- **EXTRACTED INFORMATION**
===============
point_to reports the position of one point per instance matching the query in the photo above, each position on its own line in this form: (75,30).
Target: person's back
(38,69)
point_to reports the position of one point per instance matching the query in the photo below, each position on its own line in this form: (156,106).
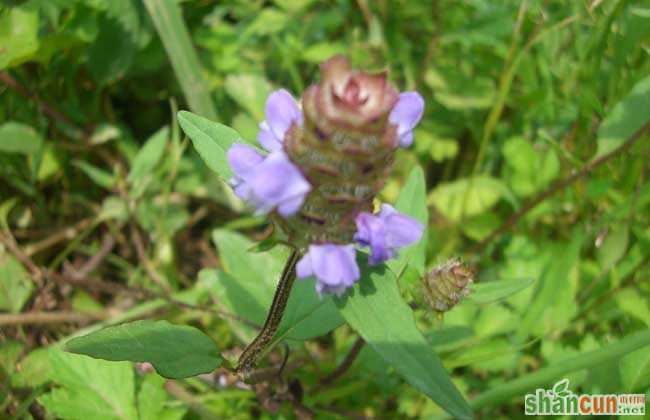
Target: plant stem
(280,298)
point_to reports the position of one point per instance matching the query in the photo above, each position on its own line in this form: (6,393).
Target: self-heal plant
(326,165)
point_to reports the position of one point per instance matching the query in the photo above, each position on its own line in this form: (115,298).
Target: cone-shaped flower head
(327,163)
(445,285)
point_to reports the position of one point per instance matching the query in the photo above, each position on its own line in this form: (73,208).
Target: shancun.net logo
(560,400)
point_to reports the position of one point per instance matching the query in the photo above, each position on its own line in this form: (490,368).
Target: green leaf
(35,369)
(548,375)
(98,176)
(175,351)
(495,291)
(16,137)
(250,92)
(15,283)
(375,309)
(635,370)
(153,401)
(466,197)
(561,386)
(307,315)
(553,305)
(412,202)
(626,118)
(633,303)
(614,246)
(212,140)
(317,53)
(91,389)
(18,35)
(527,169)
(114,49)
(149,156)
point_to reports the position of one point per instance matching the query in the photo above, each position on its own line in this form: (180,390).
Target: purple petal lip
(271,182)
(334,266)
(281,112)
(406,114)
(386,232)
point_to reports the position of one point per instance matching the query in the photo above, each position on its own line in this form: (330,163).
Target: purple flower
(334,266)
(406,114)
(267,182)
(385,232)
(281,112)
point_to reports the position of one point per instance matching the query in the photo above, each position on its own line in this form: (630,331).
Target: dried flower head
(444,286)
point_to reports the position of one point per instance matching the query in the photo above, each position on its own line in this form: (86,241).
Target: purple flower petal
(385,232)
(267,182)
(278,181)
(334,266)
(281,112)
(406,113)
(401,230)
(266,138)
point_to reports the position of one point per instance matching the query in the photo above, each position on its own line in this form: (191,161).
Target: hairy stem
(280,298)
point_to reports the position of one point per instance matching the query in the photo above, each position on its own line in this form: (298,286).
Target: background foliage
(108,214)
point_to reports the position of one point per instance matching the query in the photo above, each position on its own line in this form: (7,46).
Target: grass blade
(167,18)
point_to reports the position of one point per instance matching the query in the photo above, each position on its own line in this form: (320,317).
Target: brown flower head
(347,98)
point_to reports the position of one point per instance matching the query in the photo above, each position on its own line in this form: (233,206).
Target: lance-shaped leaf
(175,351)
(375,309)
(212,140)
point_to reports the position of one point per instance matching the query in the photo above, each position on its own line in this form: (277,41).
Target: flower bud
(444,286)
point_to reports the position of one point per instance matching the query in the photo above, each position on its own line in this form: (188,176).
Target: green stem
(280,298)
===============
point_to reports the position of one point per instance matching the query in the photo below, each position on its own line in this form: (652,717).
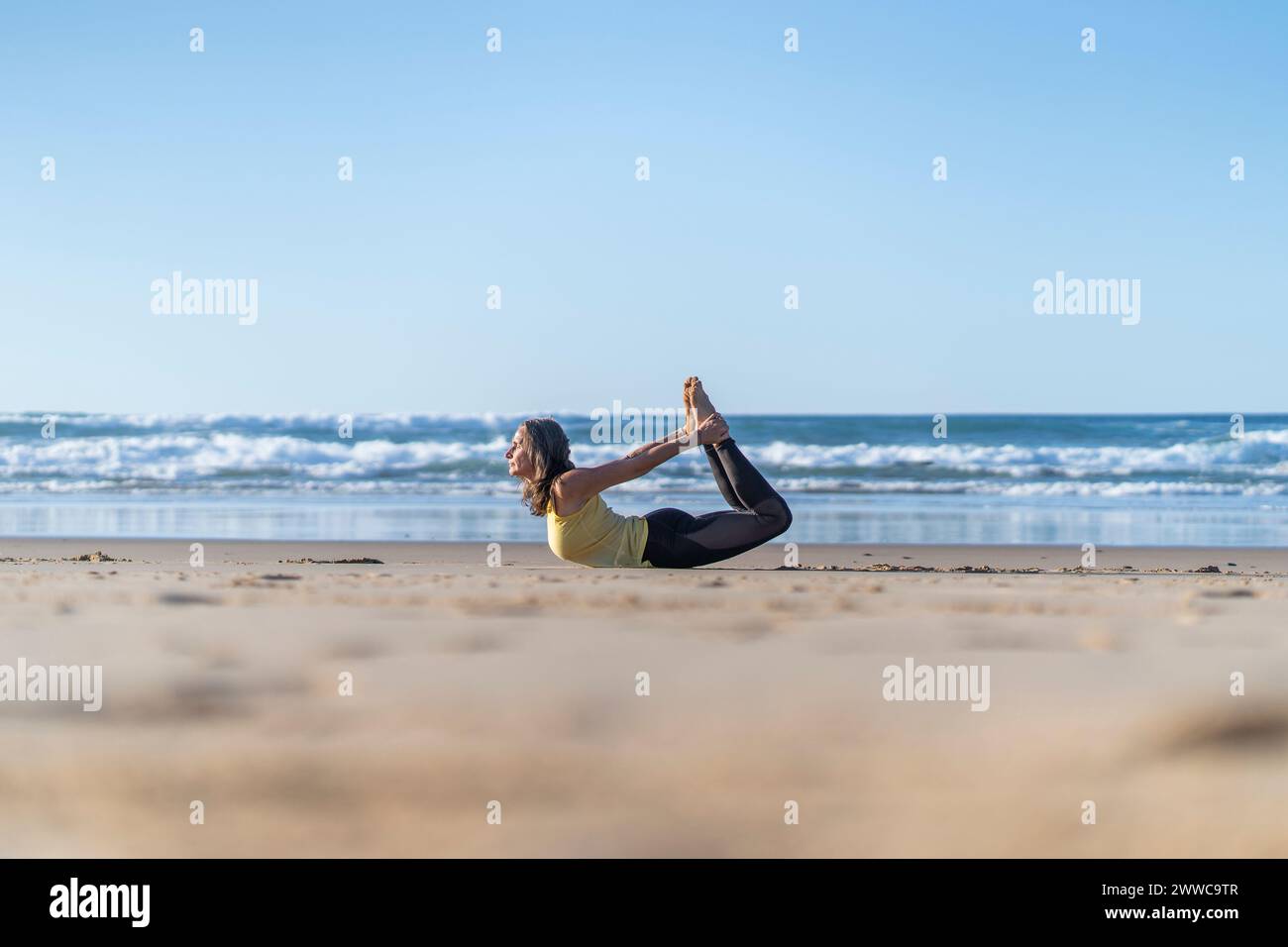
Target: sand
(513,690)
===============
- **EXERCISE TASK**
Filter the material above, copying in full every line that contains the string "below". The match is case-sensitive.

- **SOLVED PROBLEM**
point_to reports the position of one point per instance matching the query in the photo below, each position on its own line in this form: (156,106).
point_to reports the position of one point per instance matching the query in the photo below, each position on its own line in this form: (652,717).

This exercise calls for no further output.